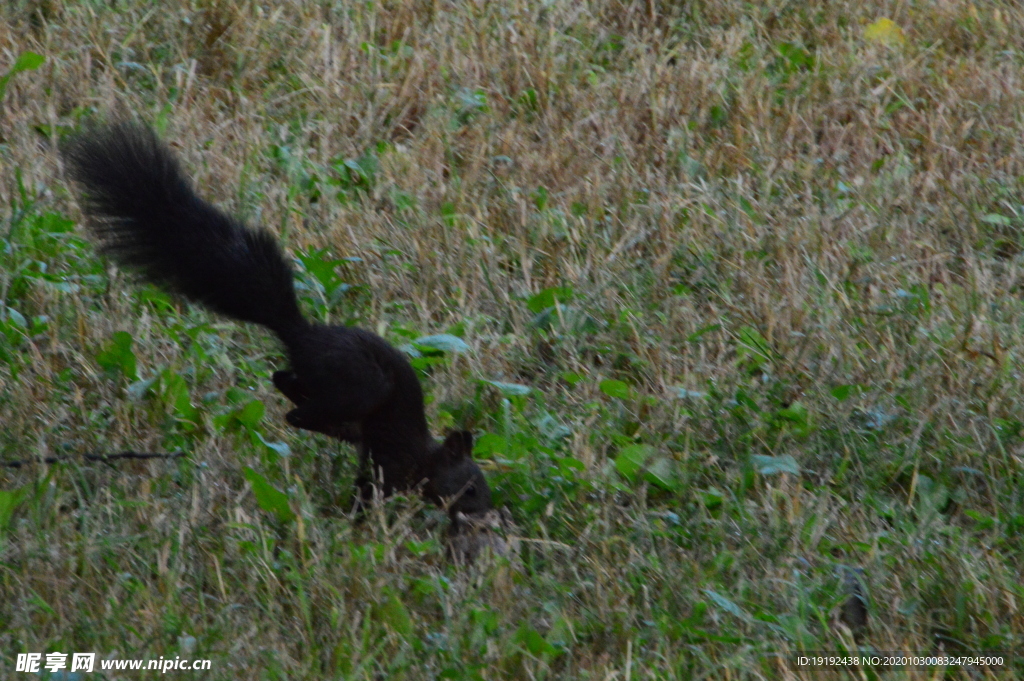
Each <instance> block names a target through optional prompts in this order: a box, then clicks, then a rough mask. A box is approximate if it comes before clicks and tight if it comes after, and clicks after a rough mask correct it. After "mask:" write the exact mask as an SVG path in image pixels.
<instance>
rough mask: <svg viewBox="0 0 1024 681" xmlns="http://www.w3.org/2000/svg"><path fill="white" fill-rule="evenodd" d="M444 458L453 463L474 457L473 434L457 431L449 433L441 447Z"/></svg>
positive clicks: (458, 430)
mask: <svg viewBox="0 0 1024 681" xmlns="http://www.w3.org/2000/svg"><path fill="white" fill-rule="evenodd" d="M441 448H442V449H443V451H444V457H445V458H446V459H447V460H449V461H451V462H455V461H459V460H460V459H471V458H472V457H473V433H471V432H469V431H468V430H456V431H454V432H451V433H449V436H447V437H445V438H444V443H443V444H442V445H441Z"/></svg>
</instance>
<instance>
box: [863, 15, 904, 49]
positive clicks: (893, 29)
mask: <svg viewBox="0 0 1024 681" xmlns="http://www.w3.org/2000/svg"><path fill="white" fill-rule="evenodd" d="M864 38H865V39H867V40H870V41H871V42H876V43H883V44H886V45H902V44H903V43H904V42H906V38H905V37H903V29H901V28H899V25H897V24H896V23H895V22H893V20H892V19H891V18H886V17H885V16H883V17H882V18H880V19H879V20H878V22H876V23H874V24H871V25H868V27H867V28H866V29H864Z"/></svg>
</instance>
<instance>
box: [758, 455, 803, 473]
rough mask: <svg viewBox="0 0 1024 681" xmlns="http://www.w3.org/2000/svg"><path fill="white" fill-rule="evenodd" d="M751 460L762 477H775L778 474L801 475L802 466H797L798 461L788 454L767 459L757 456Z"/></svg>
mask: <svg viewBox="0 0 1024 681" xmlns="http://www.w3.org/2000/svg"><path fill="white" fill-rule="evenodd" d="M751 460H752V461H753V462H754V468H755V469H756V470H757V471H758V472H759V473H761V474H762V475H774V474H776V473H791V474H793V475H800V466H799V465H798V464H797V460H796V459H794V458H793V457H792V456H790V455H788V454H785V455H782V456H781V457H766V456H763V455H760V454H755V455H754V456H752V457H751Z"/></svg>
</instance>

** WHAT THE TASK ASKS **
Apart from the pictures, write every entry out again exactly.

** RESPONSE FOR THIS EXERCISE **
Each <instance> block names a target through optional prompts in this order: a box, then clicks, then a rough mask. A box is approximate if it comes before clicks and tight if it comes after, and clicks after a rough mask correct it. After "mask:" write the exact mask as an SVG path in image pixels.
<instance>
rough mask: <svg viewBox="0 0 1024 681" xmlns="http://www.w3.org/2000/svg"><path fill="white" fill-rule="evenodd" d="M444 458L453 463L474 457L473 434L457 431L449 433L441 447Z"/></svg>
positive clicks: (458, 430)
mask: <svg viewBox="0 0 1024 681" xmlns="http://www.w3.org/2000/svg"><path fill="white" fill-rule="evenodd" d="M441 448H442V449H443V451H444V457H445V458H446V459H447V460H449V461H451V462H455V461H459V460H460V459H471V458H472V457H473V433H471V432H469V431H468V430H456V431H454V432H451V433H449V436H447V437H445V438H444V443H443V444H442V445H441Z"/></svg>
</instance>
<instance>
box: [863, 15, 904, 49]
positive clicks: (893, 29)
mask: <svg viewBox="0 0 1024 681" xmlns="http://www.w3.org/2000/svg"><path fill="white" fill-rule="evenodd" d="M864 38H865V39H867V40H870V41H871V42H876V43H883V44H886V45H902V44H903V43H904V42H906V38H905V37H903V29H901V28H899V25H897V24H896V23H895V22H893V20H892V19H891V18H886V17H885V16H883V17H882V18H880V19H879V20H878V22H876V23H874V24H871V25H868V27H867V28H866V29H864Z"/></svg>
</instance>
<instance>
box: [758, 455, 803, 473]
rough mask: <svg viewBox="0 0 1024 681" xmlns="http://www.w3.org/2000/svg"><path fill="white" fill-rule="evenodd" d="M751 460L762 477H775L778 474L801 475L802 466H797L798 461L788 454L767 459L757 456Z"/></svg>
mask: <svg viewBox="0 0 1024 681" xmlns="http://www.w3.org/2000/svg"><path fill="white" fill-rule="evenodd" d="M751 460H752V461H753V462H754V468H755V469H756V470H757V471H758V472H759V473H761V474H762V475H774V474H776V473H791V474H793V475H800V466H799V465H798V464H797V460H796V459H794V458H793V457H792V456H790V455H788V454H785V455H782V456H781V457H766V456H763V455H760V454H755V455H754V456H752V457H751Z"/></svg>
</instance>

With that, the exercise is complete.